Blood flow and velocity through the cardiovascular system can be used to diagnose disorders, such as congenital heart disease and valve abnormalities. Accurate diagnosis of these disorders requires obtaining both qualitative assessment and accurate quantitative measurement of the blood velocity. Magnetic resonance (MR) is one tool used to measure the blood velocity.
Phase-contrast Cardiovascular Magnetic Resonance Imaging (CMR) is typically used to provide such accurate blood velocity measurements. Typically, velocity-encoded gradient waveforms are used to provide encoding of the velocity in the phase of the MR image. When compared against an un-encoded MR image, the difference in phase is proportional to the velocity. In addition, it is also often necessary to calibrate this velocity to a zero velocity baseline reference—e.g., that from stationary tissue adjacent to a blood vessel. However, such calibration is difficult to perform in CMR of the heart and great vessels because often there is no, or minimal, stationary tissue adjacent to the heart and large blood vessels. Therefore, uncorrected velocity offsets may introduce substantial errors in velocity flow quantification.
Background phase bias due to presence of eddy-currents and random noise can also adversely affect the quality of MR phase velocity measurements. Conventionally, background phase bias can be reduced by identifying static tissue within the phase contrast image. This criterion for static tissue is determined by calculating time standard deviations of the phase velocity images over a cardiac cycle, and identifying as static regions those portions with a low standard deviation. Because the vessels, or objects, of interest are far from static, using a conventional, linear-fitted velocity correction can result in under-fitting. Conversely, fitting with higher spatial orders can result in over-fitting because of the lack of data points near the vessels or objects of interest. The choice of basis functions for these higher spatial orders is not generally based on physical properties of the MRI scanner.

**Information supplied:**
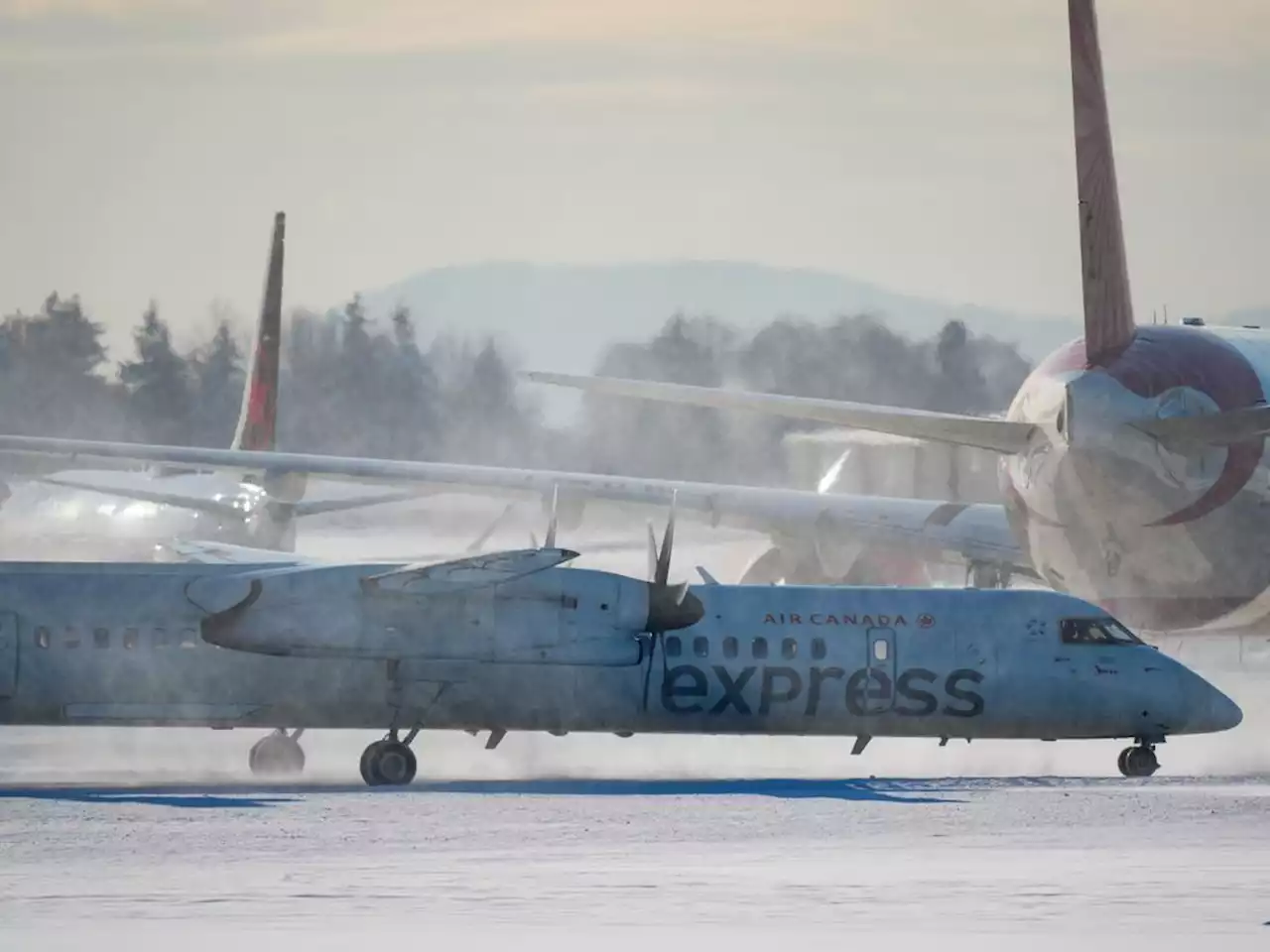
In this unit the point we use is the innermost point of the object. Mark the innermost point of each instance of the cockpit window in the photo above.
(1096, 631)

**Exercise goal:**
Answer these questions using the text on phase-contrast blood velocity measurement:
1. When a velocity-encoded MR image is compared against an un-encoded one, what is the difference in phase proportional to?
2. Why is calibrating to a zero velocity baseline reference difficult in CMR of the heart and great vessels?
3. How is the criterion for static tissue determined when background phase bias is conventionally reduced?

**Result of this exercise:**
1. The velocity.
2. Often there is no, or minimal, stationary tissue adjacent to the heart and large blood vessels.
3. By calculating time standard deviations of the phase velocity images over a cardiac cycle and identifying the portions with a low standard deviation as static regions.